Source records:
════

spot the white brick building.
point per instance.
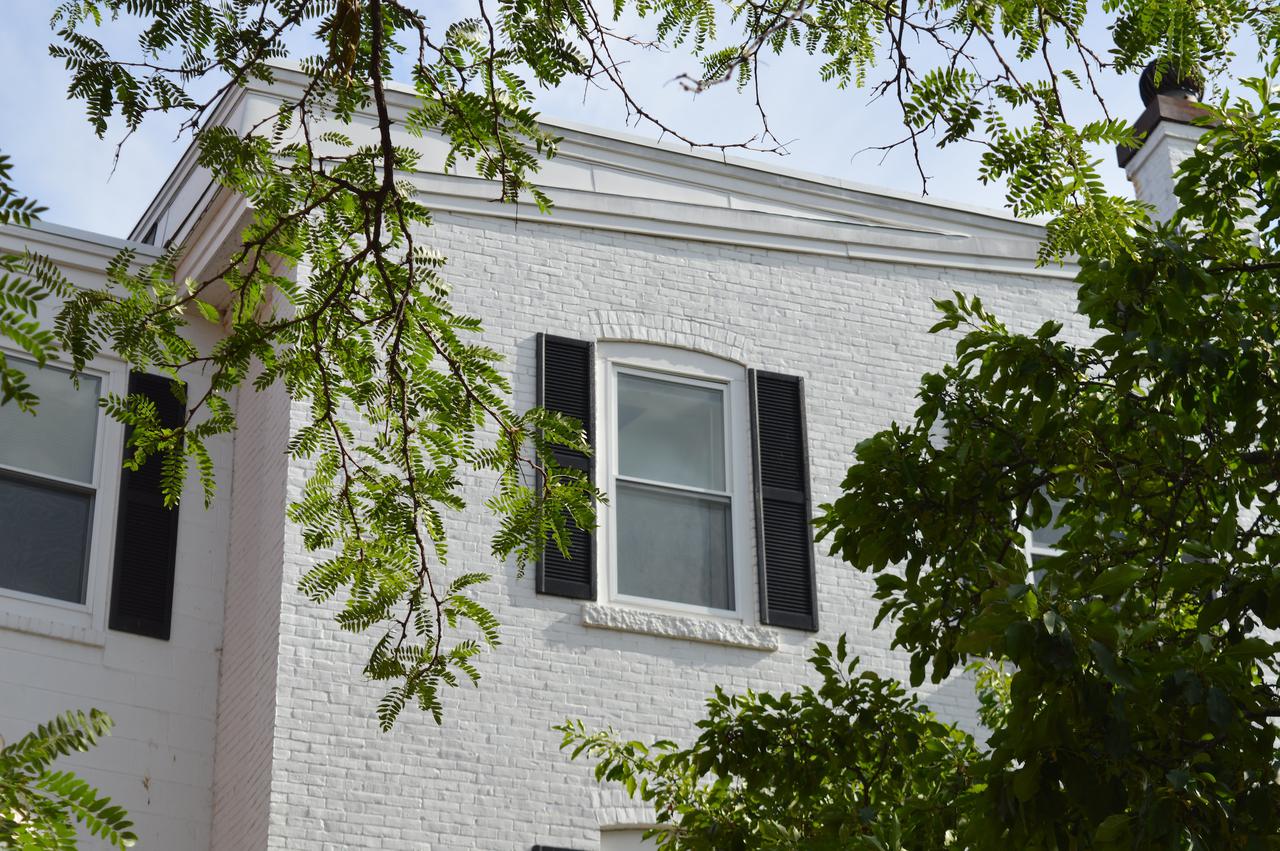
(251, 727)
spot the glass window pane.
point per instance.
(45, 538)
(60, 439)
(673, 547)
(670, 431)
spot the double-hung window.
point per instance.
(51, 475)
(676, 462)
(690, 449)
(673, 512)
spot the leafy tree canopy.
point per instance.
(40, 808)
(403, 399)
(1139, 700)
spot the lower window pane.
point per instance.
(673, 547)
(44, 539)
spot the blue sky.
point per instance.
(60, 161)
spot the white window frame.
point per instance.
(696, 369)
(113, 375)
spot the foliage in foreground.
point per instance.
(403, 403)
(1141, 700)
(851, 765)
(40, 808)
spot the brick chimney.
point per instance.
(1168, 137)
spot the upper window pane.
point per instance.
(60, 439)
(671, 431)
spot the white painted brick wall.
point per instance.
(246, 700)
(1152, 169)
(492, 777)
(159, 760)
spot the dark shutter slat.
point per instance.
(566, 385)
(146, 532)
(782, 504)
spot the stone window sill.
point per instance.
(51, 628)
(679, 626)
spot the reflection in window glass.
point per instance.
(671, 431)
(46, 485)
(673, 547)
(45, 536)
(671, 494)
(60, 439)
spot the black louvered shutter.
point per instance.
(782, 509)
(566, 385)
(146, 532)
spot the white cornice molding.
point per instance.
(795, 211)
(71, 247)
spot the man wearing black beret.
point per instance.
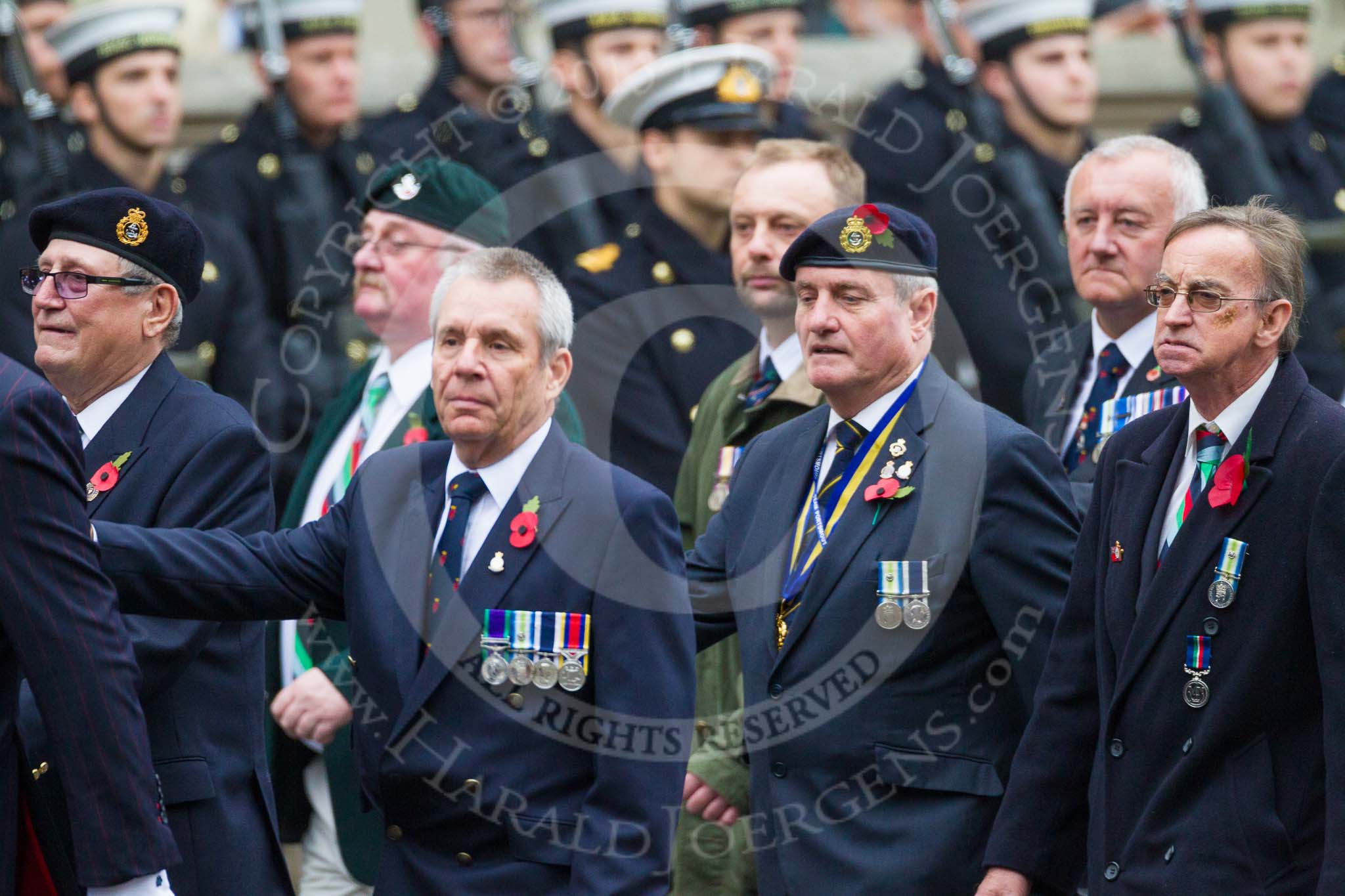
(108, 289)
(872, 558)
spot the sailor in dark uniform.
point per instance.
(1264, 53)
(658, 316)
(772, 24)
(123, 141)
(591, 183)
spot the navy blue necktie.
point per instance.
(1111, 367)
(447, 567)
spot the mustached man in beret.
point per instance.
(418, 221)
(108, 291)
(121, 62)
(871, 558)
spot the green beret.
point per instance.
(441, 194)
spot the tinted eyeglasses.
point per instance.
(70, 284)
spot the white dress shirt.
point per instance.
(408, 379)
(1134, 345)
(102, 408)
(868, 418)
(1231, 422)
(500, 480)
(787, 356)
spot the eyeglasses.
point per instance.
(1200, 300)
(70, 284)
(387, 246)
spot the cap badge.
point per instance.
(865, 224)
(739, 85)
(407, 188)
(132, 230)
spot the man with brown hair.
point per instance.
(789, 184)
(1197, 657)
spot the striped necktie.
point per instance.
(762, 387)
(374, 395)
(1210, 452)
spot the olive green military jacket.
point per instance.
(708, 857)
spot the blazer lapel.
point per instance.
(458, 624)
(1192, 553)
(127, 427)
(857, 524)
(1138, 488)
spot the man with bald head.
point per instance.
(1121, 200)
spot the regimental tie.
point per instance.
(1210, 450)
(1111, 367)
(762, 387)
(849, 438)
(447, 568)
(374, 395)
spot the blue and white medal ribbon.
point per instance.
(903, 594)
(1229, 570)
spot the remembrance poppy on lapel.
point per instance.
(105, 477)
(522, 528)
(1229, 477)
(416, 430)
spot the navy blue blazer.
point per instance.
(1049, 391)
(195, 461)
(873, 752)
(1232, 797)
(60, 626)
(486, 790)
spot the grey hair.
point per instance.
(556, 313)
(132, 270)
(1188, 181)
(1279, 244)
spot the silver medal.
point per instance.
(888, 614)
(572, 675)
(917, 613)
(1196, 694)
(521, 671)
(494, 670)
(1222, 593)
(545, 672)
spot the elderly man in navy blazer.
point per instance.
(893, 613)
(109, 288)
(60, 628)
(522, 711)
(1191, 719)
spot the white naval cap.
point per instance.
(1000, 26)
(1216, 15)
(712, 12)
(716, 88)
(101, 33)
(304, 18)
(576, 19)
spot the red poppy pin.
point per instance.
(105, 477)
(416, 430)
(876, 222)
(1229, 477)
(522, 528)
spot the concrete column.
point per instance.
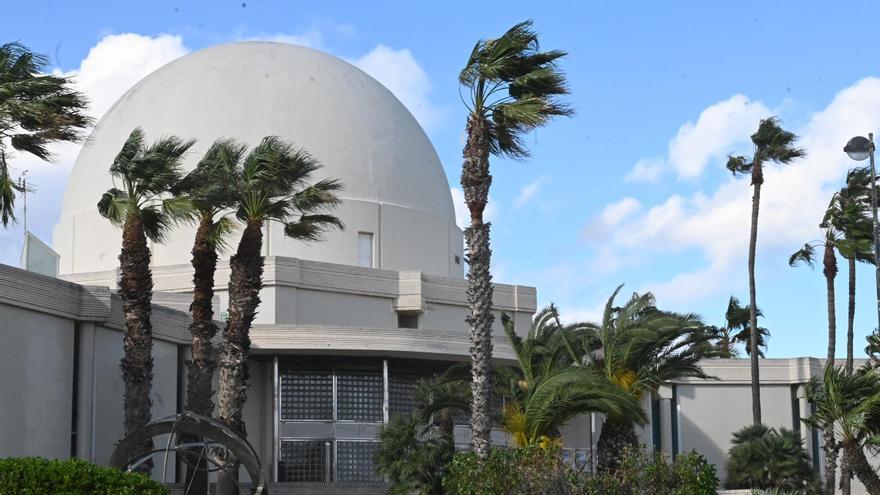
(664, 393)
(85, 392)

════

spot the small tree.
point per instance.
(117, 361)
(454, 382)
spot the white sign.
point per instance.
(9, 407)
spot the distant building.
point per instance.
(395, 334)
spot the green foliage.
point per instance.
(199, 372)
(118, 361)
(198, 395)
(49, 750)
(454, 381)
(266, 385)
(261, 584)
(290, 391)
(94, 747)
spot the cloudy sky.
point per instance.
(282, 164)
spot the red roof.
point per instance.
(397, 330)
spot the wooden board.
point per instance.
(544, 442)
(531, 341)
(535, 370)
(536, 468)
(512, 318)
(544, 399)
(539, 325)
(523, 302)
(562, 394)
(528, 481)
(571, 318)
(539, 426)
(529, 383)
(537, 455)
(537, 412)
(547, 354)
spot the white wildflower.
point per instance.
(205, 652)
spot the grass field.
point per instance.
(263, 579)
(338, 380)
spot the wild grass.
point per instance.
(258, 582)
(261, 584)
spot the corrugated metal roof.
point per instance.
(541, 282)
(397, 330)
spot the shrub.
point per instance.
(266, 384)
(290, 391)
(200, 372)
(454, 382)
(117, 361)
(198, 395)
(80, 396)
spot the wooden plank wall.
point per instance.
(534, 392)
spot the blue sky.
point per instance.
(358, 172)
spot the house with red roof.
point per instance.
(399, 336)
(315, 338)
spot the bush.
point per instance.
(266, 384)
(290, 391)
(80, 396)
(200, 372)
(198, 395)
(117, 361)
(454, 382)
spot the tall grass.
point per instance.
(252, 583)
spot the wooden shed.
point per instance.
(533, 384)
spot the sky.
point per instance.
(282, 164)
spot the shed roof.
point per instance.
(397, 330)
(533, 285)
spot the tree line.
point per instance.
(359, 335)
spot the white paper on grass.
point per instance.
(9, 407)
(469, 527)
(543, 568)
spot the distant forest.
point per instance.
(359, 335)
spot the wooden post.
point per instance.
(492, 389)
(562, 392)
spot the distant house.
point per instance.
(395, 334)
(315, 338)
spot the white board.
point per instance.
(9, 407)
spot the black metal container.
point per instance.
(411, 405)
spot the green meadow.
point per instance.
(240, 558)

════

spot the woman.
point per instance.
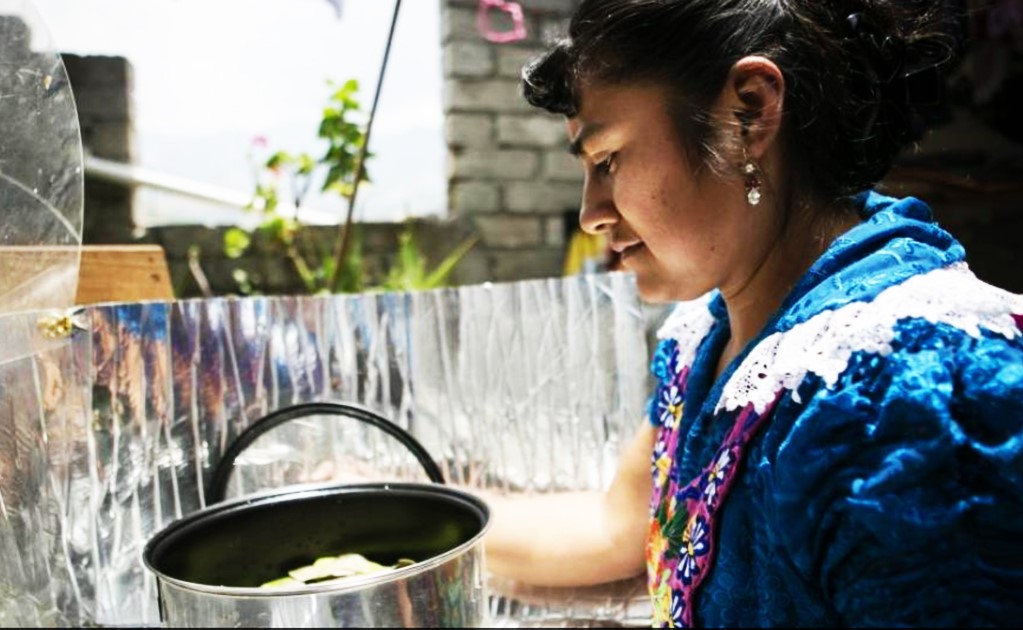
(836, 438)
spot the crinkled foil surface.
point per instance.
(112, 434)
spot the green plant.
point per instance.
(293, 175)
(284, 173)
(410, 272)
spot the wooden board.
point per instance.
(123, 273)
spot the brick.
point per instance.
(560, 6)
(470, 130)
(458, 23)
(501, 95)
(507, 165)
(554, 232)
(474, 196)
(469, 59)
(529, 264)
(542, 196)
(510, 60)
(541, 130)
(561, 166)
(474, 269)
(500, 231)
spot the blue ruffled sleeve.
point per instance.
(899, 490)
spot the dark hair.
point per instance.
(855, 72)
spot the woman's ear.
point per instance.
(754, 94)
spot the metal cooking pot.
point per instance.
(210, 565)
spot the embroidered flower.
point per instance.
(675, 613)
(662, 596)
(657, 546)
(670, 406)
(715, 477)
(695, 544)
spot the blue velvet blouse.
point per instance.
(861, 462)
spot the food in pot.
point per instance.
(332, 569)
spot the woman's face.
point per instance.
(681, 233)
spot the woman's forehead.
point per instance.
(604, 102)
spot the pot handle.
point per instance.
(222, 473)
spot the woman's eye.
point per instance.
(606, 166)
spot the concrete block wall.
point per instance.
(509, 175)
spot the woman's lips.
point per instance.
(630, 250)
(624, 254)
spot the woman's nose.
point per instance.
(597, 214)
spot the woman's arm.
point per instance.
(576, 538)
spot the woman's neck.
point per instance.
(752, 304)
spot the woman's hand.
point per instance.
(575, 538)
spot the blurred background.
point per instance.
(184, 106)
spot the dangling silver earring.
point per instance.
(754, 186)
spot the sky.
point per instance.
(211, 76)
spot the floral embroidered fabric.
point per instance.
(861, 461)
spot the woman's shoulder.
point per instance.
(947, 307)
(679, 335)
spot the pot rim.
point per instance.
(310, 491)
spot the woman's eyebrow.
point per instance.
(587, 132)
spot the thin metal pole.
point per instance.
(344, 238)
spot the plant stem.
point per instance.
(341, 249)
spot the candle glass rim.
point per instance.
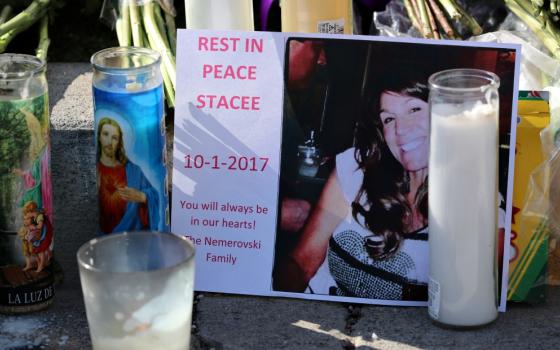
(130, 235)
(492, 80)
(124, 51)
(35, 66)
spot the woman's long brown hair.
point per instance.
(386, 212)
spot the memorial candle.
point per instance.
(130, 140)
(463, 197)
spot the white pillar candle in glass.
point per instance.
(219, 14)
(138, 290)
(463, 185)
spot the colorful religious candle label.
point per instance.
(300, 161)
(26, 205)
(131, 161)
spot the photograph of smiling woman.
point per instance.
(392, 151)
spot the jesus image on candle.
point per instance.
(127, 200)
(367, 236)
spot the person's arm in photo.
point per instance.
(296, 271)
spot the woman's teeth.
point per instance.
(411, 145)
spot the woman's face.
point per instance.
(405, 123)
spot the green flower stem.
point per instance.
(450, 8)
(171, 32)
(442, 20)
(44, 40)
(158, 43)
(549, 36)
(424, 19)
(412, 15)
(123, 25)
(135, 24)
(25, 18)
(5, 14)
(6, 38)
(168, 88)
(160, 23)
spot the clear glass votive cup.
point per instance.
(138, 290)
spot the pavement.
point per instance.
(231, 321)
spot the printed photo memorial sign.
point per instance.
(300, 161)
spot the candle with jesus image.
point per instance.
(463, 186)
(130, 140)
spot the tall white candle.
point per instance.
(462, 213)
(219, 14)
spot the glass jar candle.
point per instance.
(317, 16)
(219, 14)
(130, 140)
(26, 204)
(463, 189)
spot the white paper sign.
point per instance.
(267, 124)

════

Pick out every line in the records above that contains the word "brown", treating uppercase and lowercase as different.

- **Result of the exercise**
spot the man with brown hair.
spot the woman's long brown hair.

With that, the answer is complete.